-- begin DATASET EXTRACT --

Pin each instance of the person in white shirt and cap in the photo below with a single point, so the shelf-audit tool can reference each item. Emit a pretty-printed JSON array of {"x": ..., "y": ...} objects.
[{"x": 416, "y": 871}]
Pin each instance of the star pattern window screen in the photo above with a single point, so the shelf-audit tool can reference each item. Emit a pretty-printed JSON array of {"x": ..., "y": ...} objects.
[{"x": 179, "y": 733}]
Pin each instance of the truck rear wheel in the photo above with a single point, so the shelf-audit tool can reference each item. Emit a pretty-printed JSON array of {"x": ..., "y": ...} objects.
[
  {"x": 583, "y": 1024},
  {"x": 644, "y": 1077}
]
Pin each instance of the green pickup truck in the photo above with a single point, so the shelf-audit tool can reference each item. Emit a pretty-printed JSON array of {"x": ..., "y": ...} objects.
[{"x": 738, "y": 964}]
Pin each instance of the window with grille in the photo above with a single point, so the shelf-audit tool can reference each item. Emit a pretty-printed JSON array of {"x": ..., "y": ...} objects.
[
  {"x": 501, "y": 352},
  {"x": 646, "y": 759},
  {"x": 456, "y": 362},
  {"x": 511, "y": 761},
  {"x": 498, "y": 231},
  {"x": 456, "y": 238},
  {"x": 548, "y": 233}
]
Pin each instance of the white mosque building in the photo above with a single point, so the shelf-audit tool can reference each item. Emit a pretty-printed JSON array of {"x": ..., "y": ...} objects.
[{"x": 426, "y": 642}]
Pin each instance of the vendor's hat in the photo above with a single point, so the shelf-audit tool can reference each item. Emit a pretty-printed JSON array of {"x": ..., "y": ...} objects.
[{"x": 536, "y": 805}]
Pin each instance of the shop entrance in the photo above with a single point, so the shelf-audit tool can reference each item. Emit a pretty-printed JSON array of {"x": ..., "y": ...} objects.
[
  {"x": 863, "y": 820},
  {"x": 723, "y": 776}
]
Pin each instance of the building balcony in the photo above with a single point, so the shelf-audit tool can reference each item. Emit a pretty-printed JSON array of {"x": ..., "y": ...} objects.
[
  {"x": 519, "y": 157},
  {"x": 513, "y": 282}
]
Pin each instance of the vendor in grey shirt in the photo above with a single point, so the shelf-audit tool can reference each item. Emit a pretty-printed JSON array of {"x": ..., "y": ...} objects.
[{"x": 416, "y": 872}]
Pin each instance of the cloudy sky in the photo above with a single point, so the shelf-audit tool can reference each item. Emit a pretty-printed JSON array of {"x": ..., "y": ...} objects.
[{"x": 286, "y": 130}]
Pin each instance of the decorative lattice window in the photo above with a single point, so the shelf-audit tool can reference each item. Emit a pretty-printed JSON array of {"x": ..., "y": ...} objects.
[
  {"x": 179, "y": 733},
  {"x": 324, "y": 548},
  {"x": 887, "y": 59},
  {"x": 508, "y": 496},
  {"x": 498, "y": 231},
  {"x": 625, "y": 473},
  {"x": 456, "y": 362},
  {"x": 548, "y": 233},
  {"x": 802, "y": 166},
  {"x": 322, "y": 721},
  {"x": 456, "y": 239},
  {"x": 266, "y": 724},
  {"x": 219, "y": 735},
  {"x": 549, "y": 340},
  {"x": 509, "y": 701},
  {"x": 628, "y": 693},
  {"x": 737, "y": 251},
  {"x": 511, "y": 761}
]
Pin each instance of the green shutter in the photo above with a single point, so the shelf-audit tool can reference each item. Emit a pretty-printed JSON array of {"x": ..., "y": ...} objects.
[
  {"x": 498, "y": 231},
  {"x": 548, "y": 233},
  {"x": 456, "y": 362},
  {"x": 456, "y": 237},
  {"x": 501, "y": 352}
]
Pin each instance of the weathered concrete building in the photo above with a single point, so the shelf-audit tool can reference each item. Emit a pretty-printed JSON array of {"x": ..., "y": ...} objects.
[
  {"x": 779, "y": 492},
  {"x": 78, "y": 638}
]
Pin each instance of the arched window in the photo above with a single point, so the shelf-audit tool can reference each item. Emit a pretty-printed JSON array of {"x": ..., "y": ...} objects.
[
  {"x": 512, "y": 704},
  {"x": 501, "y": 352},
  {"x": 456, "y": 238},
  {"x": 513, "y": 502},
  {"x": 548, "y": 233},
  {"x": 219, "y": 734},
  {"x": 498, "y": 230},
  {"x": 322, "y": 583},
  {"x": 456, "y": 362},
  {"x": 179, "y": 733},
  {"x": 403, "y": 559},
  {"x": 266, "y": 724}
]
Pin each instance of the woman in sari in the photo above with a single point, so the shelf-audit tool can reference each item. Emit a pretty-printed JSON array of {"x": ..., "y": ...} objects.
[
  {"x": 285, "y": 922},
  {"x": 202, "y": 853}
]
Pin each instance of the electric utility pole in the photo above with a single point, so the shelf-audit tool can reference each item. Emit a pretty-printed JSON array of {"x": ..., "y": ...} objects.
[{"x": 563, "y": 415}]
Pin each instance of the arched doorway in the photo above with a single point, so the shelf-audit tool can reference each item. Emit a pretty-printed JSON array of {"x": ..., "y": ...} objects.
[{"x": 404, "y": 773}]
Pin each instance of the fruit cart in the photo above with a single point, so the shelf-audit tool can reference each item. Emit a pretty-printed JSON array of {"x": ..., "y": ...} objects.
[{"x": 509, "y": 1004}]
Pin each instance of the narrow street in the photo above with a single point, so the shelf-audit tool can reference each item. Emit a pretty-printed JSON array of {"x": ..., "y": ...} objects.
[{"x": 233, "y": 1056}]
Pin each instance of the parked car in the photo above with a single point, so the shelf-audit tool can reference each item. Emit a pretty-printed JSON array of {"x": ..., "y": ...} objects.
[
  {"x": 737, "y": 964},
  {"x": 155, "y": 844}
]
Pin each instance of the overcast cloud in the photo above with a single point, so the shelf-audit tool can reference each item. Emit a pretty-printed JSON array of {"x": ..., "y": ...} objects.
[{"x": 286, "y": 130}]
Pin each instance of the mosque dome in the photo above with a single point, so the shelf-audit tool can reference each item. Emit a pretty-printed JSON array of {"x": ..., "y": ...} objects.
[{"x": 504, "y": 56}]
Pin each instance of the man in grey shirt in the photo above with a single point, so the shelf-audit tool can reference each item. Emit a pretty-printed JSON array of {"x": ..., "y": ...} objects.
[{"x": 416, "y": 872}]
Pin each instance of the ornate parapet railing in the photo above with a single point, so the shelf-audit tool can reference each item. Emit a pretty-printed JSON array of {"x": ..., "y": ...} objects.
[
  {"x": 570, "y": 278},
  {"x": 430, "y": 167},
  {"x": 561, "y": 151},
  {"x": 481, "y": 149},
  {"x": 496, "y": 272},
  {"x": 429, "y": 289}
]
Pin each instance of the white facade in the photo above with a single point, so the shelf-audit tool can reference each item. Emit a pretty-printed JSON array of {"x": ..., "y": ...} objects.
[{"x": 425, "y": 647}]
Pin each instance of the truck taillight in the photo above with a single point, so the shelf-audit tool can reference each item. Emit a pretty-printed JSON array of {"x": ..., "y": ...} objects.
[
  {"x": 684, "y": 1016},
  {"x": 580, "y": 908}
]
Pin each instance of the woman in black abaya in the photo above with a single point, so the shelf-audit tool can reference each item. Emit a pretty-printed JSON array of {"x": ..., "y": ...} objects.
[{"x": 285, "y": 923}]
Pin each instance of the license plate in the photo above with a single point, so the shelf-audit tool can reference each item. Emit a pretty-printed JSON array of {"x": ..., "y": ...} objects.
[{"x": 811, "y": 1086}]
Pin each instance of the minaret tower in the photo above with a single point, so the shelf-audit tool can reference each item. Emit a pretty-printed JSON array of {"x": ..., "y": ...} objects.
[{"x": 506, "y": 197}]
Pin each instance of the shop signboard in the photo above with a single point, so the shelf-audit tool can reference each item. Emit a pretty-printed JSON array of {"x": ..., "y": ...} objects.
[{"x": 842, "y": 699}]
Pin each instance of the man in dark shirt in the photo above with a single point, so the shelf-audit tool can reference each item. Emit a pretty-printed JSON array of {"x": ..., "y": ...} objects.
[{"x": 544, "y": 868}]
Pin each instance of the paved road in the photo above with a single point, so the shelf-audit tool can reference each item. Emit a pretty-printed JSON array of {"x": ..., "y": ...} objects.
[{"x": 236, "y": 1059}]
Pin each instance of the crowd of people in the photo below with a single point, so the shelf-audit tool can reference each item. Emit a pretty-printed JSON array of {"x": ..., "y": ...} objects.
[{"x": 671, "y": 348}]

-- end DATASET EXTRACT --

#### PROBLEM
Locate the line with "Pin each instance of the shop signboard" in the entries above; extract it and every line after it, verbatim.

#### FINISHED TASK
Pin each instance of the shop signboard in the photo above with a single point, so the shelf-audit tool can reference each item. Emit a pretty-printed JSON array of {"x": ..., "y": ...} objects.
[{"x": 842, "y": 699}]
Pin each instance of the man in dark shirt in the photo above with a single point, so the shelf-audit tool can reference each item. Emit a pretty-printed JSON array of {"x": ..., "y": ...} objects.
[{"x": 544, "y": 868}]
Pin each instance of the paved road in the photo above with a single point, so the shelf-audit tool can reference each item. Emit a pretty-printed JSON array of {"x": ..., "y": ...} objects.
[{"x": 236, "y": 1059}]
Pin each instance of the crowd of people in the photo below with a single point, so the shelf-audit tool can reference each item. Emit a pretty-printed JSON array of {"x": ..., "y": ...} objects.
[{"x": 671, "y": 348}]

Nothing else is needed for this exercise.